Exercise prompt. Which lines in the entries below contain the word "segment"? Copy out every such line.

───── Records supplied

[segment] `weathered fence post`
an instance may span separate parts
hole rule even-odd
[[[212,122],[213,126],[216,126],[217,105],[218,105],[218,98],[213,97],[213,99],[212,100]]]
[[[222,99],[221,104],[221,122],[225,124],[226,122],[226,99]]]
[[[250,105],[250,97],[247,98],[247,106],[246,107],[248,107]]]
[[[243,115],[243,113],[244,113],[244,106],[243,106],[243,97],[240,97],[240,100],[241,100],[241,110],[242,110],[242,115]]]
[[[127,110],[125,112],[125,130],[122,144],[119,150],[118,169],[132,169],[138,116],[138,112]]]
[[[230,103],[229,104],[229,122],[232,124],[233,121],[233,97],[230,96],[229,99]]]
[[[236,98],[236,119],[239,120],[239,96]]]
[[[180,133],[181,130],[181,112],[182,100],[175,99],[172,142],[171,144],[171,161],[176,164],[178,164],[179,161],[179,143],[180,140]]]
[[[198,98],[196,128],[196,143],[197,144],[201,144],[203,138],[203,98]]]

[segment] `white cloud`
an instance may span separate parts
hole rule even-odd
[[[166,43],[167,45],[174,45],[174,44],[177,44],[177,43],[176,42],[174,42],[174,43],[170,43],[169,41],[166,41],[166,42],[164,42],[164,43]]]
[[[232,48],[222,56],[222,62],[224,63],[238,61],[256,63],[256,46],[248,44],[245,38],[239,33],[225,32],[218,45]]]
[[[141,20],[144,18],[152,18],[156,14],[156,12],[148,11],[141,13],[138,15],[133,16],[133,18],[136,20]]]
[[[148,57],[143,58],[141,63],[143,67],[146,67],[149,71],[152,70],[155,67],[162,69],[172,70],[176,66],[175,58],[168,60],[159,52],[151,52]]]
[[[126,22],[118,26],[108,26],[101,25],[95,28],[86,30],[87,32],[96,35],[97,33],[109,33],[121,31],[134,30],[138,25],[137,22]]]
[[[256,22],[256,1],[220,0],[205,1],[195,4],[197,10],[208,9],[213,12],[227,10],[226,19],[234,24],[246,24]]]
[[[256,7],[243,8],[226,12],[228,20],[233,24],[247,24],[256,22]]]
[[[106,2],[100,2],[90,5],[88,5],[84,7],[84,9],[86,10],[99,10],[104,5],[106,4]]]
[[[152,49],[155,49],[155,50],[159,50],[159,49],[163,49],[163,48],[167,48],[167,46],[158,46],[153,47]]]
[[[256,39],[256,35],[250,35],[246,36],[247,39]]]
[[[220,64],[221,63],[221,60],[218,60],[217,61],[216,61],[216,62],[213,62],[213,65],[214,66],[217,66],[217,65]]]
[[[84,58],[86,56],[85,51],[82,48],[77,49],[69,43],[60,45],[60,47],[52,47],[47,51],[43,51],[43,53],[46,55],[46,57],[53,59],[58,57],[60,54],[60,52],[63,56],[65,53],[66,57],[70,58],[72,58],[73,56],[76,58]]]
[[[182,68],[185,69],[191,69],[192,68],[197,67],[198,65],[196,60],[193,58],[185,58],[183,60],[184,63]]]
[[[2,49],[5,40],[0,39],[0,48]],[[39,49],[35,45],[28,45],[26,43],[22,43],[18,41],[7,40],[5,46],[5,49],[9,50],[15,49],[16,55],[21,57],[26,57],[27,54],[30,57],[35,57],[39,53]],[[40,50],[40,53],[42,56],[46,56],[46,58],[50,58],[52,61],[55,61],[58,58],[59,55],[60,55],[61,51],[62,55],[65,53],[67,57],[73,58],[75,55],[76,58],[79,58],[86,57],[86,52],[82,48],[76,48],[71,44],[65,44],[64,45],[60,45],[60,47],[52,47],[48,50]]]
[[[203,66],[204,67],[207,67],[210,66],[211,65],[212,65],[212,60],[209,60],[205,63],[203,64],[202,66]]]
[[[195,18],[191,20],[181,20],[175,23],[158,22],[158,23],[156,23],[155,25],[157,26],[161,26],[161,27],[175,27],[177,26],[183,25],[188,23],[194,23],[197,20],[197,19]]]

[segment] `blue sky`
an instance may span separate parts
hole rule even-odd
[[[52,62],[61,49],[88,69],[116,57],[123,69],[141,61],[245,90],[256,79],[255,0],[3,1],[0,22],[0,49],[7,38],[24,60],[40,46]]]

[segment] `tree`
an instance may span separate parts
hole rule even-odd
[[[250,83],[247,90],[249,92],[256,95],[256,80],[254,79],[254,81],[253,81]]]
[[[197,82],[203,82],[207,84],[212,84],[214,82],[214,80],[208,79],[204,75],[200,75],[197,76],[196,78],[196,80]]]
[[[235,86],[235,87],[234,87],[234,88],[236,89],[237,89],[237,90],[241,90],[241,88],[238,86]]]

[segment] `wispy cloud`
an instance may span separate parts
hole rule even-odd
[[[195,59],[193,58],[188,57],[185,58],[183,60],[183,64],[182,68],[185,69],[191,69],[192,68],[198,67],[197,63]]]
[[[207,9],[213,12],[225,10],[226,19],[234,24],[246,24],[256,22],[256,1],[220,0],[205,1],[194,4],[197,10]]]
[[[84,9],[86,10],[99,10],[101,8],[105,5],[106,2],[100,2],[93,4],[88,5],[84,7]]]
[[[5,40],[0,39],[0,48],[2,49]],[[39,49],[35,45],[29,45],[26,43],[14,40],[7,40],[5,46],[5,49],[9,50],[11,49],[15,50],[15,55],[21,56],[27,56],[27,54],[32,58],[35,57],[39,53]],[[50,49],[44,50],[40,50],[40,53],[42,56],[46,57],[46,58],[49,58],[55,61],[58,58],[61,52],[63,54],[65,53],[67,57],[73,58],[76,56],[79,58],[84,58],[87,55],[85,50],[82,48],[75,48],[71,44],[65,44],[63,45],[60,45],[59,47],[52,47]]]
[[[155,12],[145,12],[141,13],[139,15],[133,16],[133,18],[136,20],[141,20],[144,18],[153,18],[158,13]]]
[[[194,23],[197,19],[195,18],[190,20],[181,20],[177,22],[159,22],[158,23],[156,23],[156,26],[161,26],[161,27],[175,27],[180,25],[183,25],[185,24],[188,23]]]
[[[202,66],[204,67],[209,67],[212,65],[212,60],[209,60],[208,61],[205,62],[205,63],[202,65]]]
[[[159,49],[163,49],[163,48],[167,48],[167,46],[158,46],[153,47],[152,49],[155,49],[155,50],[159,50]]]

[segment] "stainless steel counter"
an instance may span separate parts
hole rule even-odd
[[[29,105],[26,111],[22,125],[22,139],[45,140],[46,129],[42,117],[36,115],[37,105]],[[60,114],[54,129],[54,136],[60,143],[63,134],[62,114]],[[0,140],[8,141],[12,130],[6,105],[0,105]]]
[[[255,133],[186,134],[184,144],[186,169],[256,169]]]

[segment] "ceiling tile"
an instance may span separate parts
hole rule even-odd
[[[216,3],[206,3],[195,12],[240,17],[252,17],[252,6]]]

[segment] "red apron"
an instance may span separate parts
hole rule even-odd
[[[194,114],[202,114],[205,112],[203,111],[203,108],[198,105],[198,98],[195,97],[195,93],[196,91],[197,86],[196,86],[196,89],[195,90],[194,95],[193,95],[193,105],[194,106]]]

──────────

Task response.
[segment] `weathered fence post`
[segment] `white cloud`
[segment] `blue sky`
[segment] `tree`
[segment] `wispy cloud`
[segment] "stainless steel counter"
[segment] "ceiling tile"
[segment] "red apron"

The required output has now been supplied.